───── Available records ─────

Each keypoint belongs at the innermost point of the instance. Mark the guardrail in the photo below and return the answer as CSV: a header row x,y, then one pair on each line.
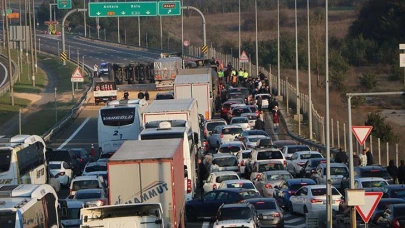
x,y
6,87
47,136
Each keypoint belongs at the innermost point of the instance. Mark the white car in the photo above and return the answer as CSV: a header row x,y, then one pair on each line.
x,y
216,178
369,182
61,171
298,159
312,198
243,122
247,184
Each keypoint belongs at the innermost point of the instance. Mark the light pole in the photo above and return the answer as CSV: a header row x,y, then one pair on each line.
x,y
309,76
296,71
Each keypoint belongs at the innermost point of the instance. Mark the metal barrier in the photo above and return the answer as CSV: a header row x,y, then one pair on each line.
x,y
6,87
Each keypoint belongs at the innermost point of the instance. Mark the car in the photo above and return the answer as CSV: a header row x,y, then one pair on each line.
x,y
394,191
246,184
86,182
298,159
369,182
221,162
366,171
289,150
91,197
165,96
393,216
250,141
266,181
312,198
216,178
269,213
243,122
207,205
237,215
337,172
68,156
209,126
233,147
382,205
83,156
61,171
282,192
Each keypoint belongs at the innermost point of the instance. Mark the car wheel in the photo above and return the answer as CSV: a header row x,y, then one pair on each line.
x,y
191,215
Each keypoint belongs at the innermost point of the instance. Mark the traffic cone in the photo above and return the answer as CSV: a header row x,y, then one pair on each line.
x,y
93,154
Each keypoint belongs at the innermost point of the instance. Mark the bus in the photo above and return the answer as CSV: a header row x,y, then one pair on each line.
x,y
119,121
28,205
166,131
23,160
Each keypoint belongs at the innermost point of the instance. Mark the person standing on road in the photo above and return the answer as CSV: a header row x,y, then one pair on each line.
x,y
401,173
392,169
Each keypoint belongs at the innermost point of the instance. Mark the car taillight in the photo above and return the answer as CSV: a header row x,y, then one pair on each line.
x,y
316,201
189,189
268,186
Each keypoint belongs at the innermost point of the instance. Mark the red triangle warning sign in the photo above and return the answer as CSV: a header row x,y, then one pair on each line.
x,y
361,133
243,57
77,73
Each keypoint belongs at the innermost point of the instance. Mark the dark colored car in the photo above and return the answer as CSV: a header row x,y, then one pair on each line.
x,y
366,171
83,156
288,187
208,204
68,156
270,214
393,216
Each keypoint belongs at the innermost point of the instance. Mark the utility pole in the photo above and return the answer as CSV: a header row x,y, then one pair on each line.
x,y
10,72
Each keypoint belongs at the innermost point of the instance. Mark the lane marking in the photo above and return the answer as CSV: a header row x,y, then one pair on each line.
x,y
74,133
5,76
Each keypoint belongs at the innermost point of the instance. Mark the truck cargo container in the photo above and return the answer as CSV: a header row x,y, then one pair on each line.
x,y
149,171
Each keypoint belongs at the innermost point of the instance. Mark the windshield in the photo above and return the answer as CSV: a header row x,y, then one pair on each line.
x,y
276,177
5,159
96,168
231,131
309,156
234,213
322,192
117,116
266,155
85,184
211,126
225,162
7,219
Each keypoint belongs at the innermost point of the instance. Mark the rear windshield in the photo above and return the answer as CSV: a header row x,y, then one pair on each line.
x,y
322,192
229,149
85,184
212,125
90,195
231,131
260,205
266,155
225,162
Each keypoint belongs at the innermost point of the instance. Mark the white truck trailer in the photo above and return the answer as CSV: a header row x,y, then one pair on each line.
x,y
149,171
197,83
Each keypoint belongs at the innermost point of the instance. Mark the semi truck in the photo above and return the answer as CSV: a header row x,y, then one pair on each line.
x,y
175,109
104,90
198,83
149,171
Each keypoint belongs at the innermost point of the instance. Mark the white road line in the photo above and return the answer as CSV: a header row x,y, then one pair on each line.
x,y
74,133
5,76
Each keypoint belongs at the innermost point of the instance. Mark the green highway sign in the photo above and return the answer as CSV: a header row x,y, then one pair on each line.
x,y
64,4
134,9
169,8
122,9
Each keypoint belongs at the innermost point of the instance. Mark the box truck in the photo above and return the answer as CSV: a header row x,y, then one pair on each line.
x,y
149,171
197,83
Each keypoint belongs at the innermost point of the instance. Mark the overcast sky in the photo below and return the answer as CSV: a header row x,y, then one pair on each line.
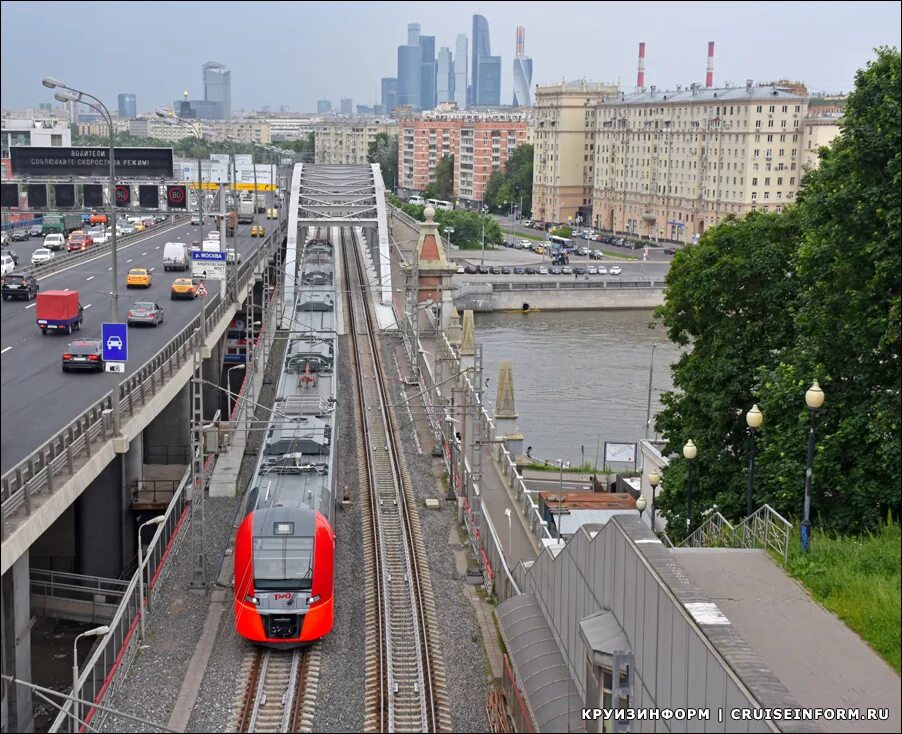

─────

- _What the task requires_:
Everything in the entries above must be output again exactly, except the pictures.

- _Exercise answer_:
Each keypoint belongs at the innermost point of the instance. Mark the guardrail in the photo below and return the answer as CSV: a header row x,y, then one pair on each line.
x,y
6,87
47,136
Each keypoint belongs at the innermost point of the instance. Mark the white car in the photo above and return the answer as CSV: a header row x,y, then one pair on each line.
x,y
216,178
369,182
61,171
298,159
312,198
243,122
247,184
Each keypoint belongs at the innermost point of the instance. Mark the light pole in the photo above and return the answer as CSV: a header row x,y, then one pair on each line.
x,y
309,76
296,71
Each keypoint belongs at the innermost point of the instance. Mark the metal barrier in the photo above and return the answer as CSV: a header row x,y, then one pair on each line.
x,y
6,87
Each keypoint belongs at the innermost point of the instance. Mark the car in the photo above and return the answer as CSV: a header row x,y, then one pair on each line.
x,y
394,191
246,184
86,182
298,159
369,182
221,162
366,171
289,150
91,197
165,96
393,216
250,141
266,181
312,198
216,178
269,213
243,122
207,205
237,215
337,172
68,156
209,126
233,147
382,205
83,156
61,171
282,192
Each keypoint belongs at the innermost point of the instance. Mark the car wheel in the photo above and return the answer as CSV: a header row x,y, then one pair on each line.
x,y
191,215
Each keypoint belongs at the innermost point of the instance. Mark the traffic cone in the photo above and return the answer as CSV: a header row x,y, then one pair on each line.
x,y
93,154
Each keypoint belongs at the innermost point of the instance. Mark the bus in the photo above and return the answer as CSV: a header row x,y, then one pair on each line.
x,y
119,121
28,205
166,131
23,160
Each keypoint belongs at the innermost point of the instance. Mark the person standing on road in the photo above and return the answer as CSV: a header row x,y, then one pair on each line.
x,y
401,173
392,169
Each keypoint belongs at the innermost point of the instance. Mark the car taillight in the photo above and return the answer as CSV: a header row x,y, then one pair on each line.
x,y
316,201
189,189
268,186
Each keypoint belongs at the innermost point of the instance. Mark the red triangle warning sign in the photo above and return the answer as CSV: a header row x,y, then one pair on each line.
x,y
361,133
243,57
77,73
Each keypoint belongs at the innermost point of the instance. Mark the dark colored car in the photo above and return the answer as CSV: a header row x,y, then one pair on each line.
x,y
366,171
83,156
288,187
208,204
68,156
270,214
393,216
Each keypoint belongs at the innermost point of the instance. Mark the utility pole in the photo above and return the answer as CSV: a header row x,y, then one pair on each line.
x,y
10,72
Each keypoint belongs at the innermost point of the instance. Mark the lane marking in the photo above and return the answer as CSV: a header row x,y, then one pair on each line.
x,y
74,133
5,76
Each keypoint belongs at the innermost point of the instance. Mark the truck cargo container in the photo above and return the answer as CSV: a header row x,y, then one pair on each line.
x,y
149,171
Each keypoint belongs at the innermost point of the instance. Mark the windshield in the photo above and return the answer as CSV: a header row x,y, then one pair on each line.
x,y
276,177
5,159
96,168
231,131
309,156
234,213
322,192
117,116
266,155
85,184
211,126
225,162
7,219
Each keypoint belongs at the innermost point of the instance. Mark the rear windshield in the photo above and return the answer as CSV: a header row x,y, then one pair on each line.
x,y
322,192
229,149
85,184
212,125
90,195
231,131
260,205
266,155
225,162
Each keypoint belongs at the innermost point of the instance. Mark the white truck trailer in the photo above and return the answer as CSV: a header row x,y, then one pair on each line.
x,y
149,171
197,83
Each keypoint belongs at the innermost point of the instance. Mark the semi truck in the photo above and return the answer as CSV: a header row x,y, then one pair on each line.
x,y
175,109
104,90
198,83
149,171
Each keypoint belongs at the innermost point of the instance. Mark the white road line in the photo above and return the answer as CSV: a header row x,y, then one pair on each line.
x,y
74,133
5,76
Each keypoint belongs at the innermost point of the instance. Mark the green highway sign in the photo above and return the answer as CSV: a header row x,y, then one pair on each line.
x,y
64,4
134,9
169,8
122,9
Each keypoint belongs at the innermost point of the instance. Mark the box truck in the photo above and return the answer as CSV: a header row x,y, then one pair on each line.
x,y
149,171
197,83
Each keypoint belongs at the innermost point of the instance. Mark the overcast sky in the photo below and return the answer as CSV: a header row x,y, then one pair on each line.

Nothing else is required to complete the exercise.